WHAT IS EXPECTED ▸ How many lines in the data below contain the string "white"? Answer with the number only.

PROVIDED RECORDS ▸
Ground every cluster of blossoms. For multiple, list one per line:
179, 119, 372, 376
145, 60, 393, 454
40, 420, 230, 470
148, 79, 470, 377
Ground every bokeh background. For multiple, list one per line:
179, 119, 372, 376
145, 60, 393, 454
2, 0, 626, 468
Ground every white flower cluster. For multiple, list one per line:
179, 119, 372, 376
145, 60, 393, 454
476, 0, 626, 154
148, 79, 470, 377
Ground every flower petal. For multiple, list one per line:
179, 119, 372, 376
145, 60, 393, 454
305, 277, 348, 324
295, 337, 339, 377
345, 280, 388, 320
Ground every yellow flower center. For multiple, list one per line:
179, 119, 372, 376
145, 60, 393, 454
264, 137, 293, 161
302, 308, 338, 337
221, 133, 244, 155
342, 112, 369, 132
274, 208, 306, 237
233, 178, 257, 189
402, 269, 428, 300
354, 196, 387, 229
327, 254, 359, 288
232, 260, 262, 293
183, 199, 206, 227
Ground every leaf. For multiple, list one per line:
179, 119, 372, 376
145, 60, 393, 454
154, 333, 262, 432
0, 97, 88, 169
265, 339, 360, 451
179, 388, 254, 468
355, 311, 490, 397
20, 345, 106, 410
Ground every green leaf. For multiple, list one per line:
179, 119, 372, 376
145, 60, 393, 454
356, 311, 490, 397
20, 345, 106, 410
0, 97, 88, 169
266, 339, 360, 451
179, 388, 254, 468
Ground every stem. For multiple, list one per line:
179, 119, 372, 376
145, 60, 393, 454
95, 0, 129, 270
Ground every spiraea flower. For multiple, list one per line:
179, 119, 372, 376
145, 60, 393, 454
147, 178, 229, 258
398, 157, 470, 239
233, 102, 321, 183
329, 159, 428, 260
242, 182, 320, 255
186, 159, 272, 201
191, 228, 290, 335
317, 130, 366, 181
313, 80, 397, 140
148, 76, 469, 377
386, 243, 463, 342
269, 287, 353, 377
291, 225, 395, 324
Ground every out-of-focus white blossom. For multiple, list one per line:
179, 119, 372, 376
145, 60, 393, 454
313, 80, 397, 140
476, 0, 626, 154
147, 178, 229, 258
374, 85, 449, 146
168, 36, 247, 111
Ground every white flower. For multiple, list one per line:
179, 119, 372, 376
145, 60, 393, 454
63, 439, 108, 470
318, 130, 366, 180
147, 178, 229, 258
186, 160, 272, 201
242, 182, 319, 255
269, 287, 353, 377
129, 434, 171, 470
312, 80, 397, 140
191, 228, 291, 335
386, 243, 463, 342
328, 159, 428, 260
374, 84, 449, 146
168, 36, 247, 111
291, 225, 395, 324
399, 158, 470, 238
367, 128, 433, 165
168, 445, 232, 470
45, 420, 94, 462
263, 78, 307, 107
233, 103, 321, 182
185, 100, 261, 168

ANSWER TO THIS EXERCISE ▸ 3